■ **TASKS TO CARRY OUT**
a: Can you print the stretch of the article on Ethereum's gig economy possibilities from "With that said, the" through "now gig workers."?
b: Would you carry on writing the article on Ethereum's gig economy possibilities, starting after its final sentence?

■ **READING PASSAGE**

═══

Considering the Growing Gig Economy Possibilities Around Ethereum

If ETH is money, then the growing gig economy possibilities around Ethereum should only boost that dynamic further.

Of course, like most aspects of the cryptoeconomy, much of the Ethereum-based innovations that are being built toward gig economy workers are still fledgling themselves. Accordingly, some of these innovations’ novelties are still in an experimental state or on the horizon for now.

With that said, the potential is there to change how the blooming arena of temporary work is performed in our increasingly hyper-connected, digital world. And the stakes are getting higher, as the Harvard Business Review estimated last year that 150 million workers in Western Europe and North America were now gig workers.

Gig Economy Is Ripe for Disintermediation

The fact is there are no shortage of centralized freelancer-focused companies in the world today, but many of the most popular ones charge high fees or run unaccountable operations and thus leave much to be desired for workers.

═══

■ **MATERIAL PROVIDED**
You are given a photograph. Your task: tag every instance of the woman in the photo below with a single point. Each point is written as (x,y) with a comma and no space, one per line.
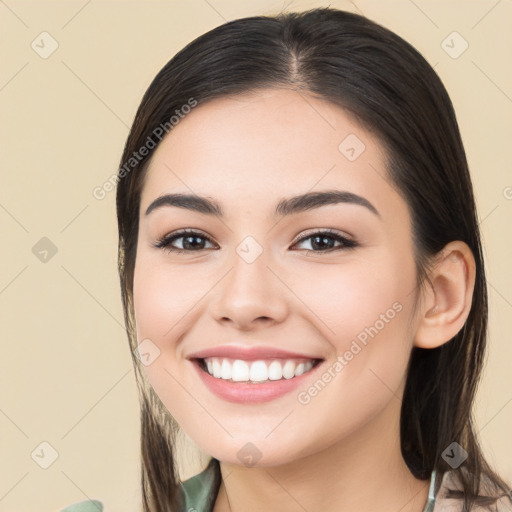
(302,274)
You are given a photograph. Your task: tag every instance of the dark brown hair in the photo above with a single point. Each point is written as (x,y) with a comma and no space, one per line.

═══

■ **RESULTS FOR EACH TASK**
a:
With that said, the potential is there to change how the blooming arena of temporary work is performed in our increasingly hyper-connected, digital world. And the stakes are getting higher, as the Harvard Business Review estimated last year that 150 million workers in Western Europe and North America were now gig workers.

b:
A rather infamous episode happened a few years back, when popular freelancer website Elance rebranded to Upwork. Unfortunately, the transition wasn’t desired or smooth for many in the platform’s community, and the shift essentially ruined the profiles of more than a few of Elance’s top earners and beyond.

That anecdote is not dissimilar in spirit from one provided by Ethereum co-creator Vitalik Buterin on his own website, wherein Buterin described how he first realized the immense frustration that a centralized company can create:


“I happily played World of Warcraft during 2007-2010, but one day Blizzard removed the damage component from my beloved warlock’s Siphon Life spell. I cried myself to sleep, and on that day I realized what horrors centralized services can bring.”

And so later came Ethereum and the dApps built on top of it, and they offer new decentralized ways forward. One of those ways is to efficiently disintermediate middlemen in gig economy transactions where middlemen can be egregious, e.g. in charging unreasonably high withdrawal fees.

Projects to Track in the Arena

There are a few interesting threads currently happening around the Ethereum ecosystem that may be of increasing interest to freelancers.

For example, this month the decentralized employment project Opolis announced it had received a grant from DeFi heavyweight and Dai stablecoin creators MakerDAO, with the grant being set to help Opolis integrate Dai payments within its jobs platform.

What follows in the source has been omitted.